= Aim 1 =
Output the passage on the metal alloy word for word, from "The anode's metal" to "1 weight %.".

= Passage given =
═══

Furthermore, to avoid oxidation of the metal alloy when it is cast,
carbon can be used to trap any oxygen to which the alloy may be
exposed during casting. Therefore, residual amounts of carbon,
typically 0.01 to 0.2 weight %, is commonly found in such
alloys.
For example, the metal alloy consists of 41 to 49 weight % nickel,
41 to 49 weight % iron, 6 to 8 weight % copper, 2.5 to 3.5 weight %
aluminium and 0 to 2 weight % in total of further elements (the
rare earth metals plus the abovementioned further elements). The
metal alloy can also consist of 33 to 39 weight % nickel, 49 to 59
weight % iron, 6 to 8 weight % copper, 2.5 to 3.5 weight %
aluminium and 0 to 2 weight % in total of further elements (the
rare earth metals plus the abovementioned further elements).
The anode's metal alloy can contain 0 to 1.5 weight % in total of
further elements (the rare earth metals plus the abovementioned
further elements), preferably no more than about 1 weight %.

═══

= Object location annotation data =
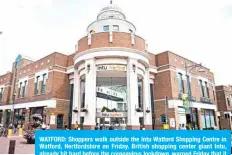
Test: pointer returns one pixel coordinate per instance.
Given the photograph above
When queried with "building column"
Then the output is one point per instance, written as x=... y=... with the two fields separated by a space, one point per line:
x=147 y=101
x=132 y=95
x=90 y=95
x=76 y=98
x=199 y=118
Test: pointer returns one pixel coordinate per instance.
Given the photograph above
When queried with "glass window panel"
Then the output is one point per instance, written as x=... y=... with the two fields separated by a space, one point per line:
x=203 y=121
x=106 y=28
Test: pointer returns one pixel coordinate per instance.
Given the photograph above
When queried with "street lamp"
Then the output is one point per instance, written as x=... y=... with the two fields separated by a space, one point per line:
x=188 y=69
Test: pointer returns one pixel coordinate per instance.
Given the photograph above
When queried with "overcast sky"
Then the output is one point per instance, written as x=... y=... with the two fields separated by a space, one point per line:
x=200 y=30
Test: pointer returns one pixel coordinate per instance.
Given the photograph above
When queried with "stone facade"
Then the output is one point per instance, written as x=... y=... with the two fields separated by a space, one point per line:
x=224 y=99
x=54 y=82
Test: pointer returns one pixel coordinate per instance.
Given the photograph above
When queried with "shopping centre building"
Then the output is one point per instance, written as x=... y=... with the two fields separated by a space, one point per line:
x=111 y=78
x=224 y=100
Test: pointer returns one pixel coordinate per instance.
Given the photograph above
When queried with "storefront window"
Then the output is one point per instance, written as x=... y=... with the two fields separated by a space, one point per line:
x=83 y=92
x=208 y=119
x=36 y=116
x=203 y=121
x=140 y=93
x=111 y=96
x=1 y=115
x=19 y=117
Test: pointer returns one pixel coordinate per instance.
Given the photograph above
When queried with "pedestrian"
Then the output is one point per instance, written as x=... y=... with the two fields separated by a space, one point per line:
x=183 y=127
x=65 y=126
x=48 y=127
x=76 y=126
x=43 y=126
x=97 y=127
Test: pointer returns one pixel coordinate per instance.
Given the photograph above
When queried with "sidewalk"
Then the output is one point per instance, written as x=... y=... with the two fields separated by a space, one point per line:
x=21 y=145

═══

= Aim 2 =
Tally the lines of the listing that contain the word "When", treating case as significant, and give only the number.

= Correct result 1 =
The anode's metal alloy can contain 0 to 1.5 weight % in total of
further elements (the rare earth metals plus the abovementioned
further elements), preferably no more than about 1 weight %.

= Correct result 2 =
9